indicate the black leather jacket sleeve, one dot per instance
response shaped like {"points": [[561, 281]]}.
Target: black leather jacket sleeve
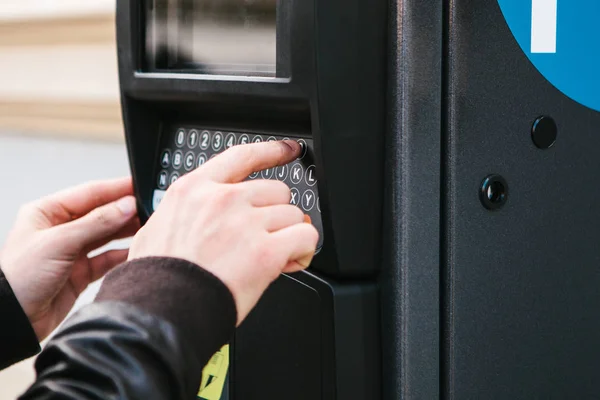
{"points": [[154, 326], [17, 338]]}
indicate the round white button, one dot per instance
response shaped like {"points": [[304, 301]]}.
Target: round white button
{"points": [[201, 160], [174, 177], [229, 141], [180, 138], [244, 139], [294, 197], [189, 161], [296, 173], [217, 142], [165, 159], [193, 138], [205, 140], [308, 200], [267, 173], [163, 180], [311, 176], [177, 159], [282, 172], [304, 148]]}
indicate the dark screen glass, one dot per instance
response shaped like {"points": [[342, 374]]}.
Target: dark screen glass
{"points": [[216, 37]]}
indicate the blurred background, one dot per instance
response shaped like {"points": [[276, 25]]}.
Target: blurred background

━━━━━━━━━━

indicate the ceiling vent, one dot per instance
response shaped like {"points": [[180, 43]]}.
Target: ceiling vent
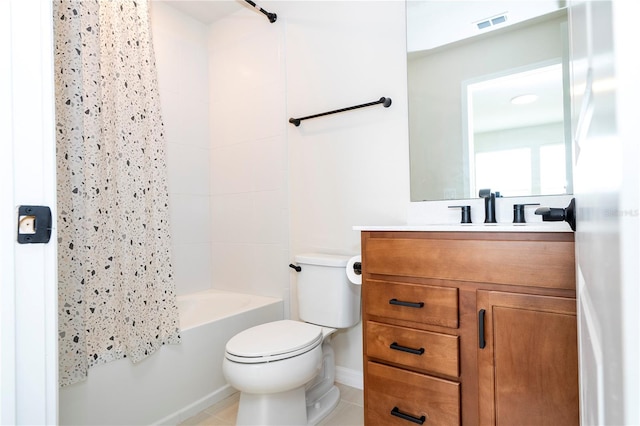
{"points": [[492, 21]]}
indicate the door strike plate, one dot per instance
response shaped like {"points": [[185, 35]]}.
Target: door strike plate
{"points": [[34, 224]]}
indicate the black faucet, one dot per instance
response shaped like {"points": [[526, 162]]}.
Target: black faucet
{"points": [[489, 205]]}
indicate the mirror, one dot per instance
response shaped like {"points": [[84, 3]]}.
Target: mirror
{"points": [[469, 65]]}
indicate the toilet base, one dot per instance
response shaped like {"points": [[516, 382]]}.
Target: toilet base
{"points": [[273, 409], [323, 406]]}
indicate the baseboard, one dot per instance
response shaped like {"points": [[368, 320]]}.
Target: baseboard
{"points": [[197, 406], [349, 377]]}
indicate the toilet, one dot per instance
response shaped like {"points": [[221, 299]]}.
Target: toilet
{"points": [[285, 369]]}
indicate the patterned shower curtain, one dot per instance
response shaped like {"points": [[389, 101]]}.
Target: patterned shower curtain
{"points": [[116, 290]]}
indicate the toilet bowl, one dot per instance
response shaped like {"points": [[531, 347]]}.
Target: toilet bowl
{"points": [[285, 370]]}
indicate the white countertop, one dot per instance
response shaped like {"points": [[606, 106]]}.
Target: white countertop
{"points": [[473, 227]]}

━━━━━━━━━━

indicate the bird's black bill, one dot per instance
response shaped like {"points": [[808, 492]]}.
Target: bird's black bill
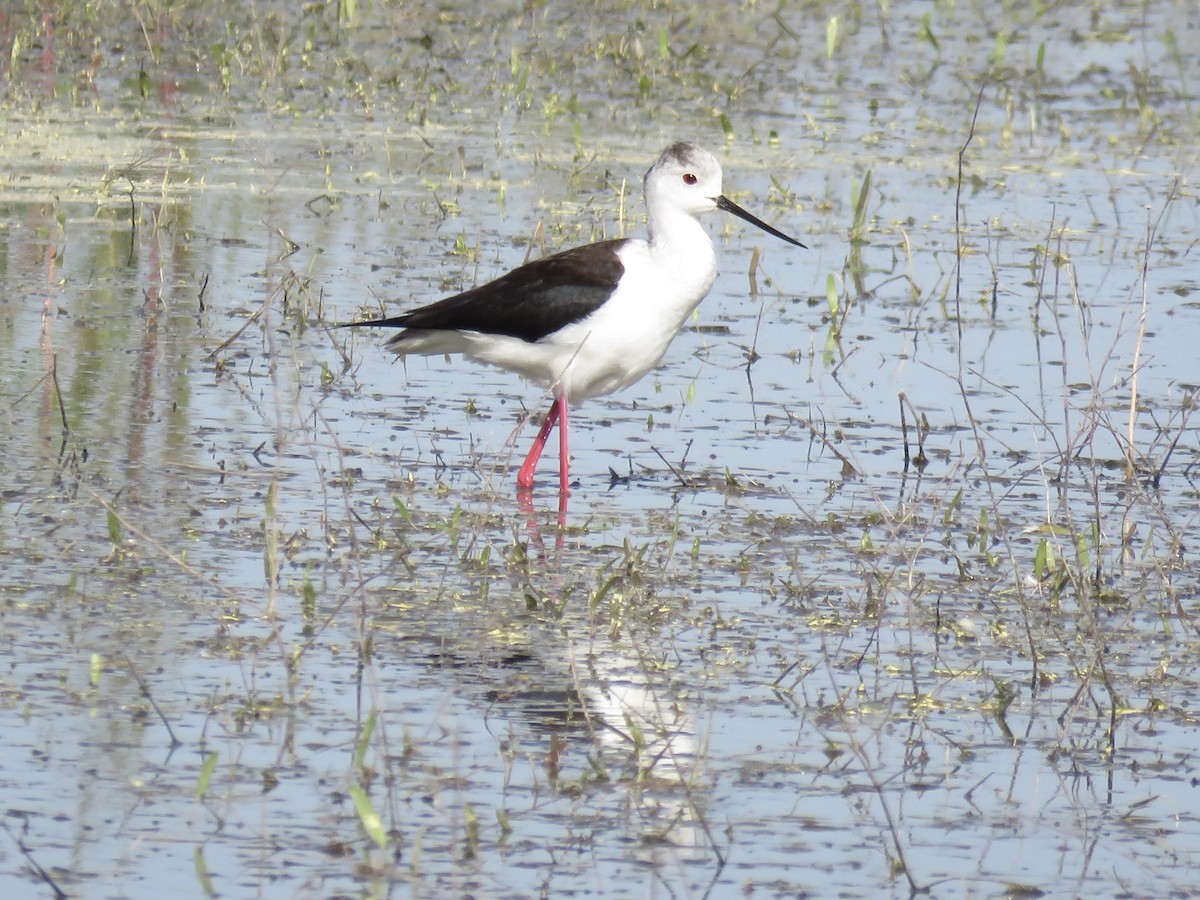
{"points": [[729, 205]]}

━━━━━━━━━━

| Goal of the exercise |
All that is wanted is the lines above between the one containing "indicate the black leather" and the one containing "Target: blurred background", inclusive, restated word for word, with pictures omitted.

| Exercise result |
indicate the black leather jacket sleeve, one dot per instance
response shaped like {"points": [[561, 281]]}.
Target: black leather jacket sleeve
{"points": [[154, 326], [17, 338]]}
indicate the round white button, one dot per instance
response shaped like {"points": [[304, 301]]}.
Target: round white button
{"points": [[201, 160], [174, 177], [229, 141], [180, 138], [244, 139], [294, 197], [189, 161], [296, 173], [217, 142], [165, 159], [193, 138], [205, 140], [308, 200], [267, 173], [163, 180], [311, 176], [177, 159], [282, 172], [304, 148]]}
indicate the dark screen glass, one dot per instance
response shaped like {"points": [[342, 374]]}.
Target: dark screen glass
{"points": [[216, 37]]}
indicate the blurred background, one dot per instance
response shaped like {"points": [[276, 25]]}.
Target: blurred background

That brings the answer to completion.